> [SUPPLIED INFORMATION]:
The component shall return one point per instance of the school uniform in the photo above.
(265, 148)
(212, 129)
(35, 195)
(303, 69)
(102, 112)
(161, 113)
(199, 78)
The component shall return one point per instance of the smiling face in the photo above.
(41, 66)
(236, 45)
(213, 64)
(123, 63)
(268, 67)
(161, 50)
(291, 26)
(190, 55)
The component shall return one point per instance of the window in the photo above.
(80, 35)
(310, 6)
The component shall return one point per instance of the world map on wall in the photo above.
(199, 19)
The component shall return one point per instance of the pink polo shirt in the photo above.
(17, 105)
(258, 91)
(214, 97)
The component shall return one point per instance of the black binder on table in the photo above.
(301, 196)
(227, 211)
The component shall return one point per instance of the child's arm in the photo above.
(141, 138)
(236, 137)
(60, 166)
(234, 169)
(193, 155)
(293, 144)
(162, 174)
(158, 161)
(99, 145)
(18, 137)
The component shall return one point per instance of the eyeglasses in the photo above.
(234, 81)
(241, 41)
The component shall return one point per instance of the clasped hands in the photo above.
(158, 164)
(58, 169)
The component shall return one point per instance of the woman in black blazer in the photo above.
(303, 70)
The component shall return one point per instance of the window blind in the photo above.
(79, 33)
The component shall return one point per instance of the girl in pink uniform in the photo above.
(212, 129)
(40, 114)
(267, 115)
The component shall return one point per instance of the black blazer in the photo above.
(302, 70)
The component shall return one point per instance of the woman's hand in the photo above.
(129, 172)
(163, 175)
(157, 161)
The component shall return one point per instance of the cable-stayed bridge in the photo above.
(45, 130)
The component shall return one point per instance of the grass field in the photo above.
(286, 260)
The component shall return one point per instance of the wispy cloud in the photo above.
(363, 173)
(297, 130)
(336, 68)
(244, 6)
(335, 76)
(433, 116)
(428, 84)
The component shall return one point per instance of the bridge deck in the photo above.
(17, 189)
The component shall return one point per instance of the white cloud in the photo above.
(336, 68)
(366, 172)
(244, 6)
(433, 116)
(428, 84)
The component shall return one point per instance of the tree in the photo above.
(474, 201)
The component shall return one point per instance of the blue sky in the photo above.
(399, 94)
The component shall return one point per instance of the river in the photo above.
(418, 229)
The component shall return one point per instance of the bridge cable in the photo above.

> [STATED TASK]: Return unchanged the part of the listing above that starts at the line containing "the black blazer in the photo above." and runs through the final line of the listing, including both of those lines.

> [REPLY TO THE TASK]:
The component shall return one point per instance of the black blazer in the photo above.
(302, 70)
The component shall return one point per instance of the woman's hand in the photo above.
(129, 172)
(163, 175)
(157, 161)
The component shall return one point per instance of the cable-stayed bridge in the photo above.
(45, 130)
The component shall return one point per instance of the grass field in the photo above.
(286, 260)
The component shall return one point per instance of the wispy cloud in the photo above.
(363, 173)
(297, 130)
(336, 68)
(244, 6)
(335, 76)
(433, 116)
(428, 84)
The component shall return one point per instance of the bridge deck in the photo above.
(17, 189)
The component shall return one point per instance of the white cloud in the photo above.
(336, 68)
(366, 172)
(244, 6)
(433, 116)
(428, 84)
The component shall return one point per instance of the tree in the photo above.
(474, 201)
The component shall return one point per instance of the blue sky in the photo above.
(399, 94)
The component shall return one point per instance of the river in the photo above.
(418, 229)
The component shall return one point per instance of the bridge cable in the photo above.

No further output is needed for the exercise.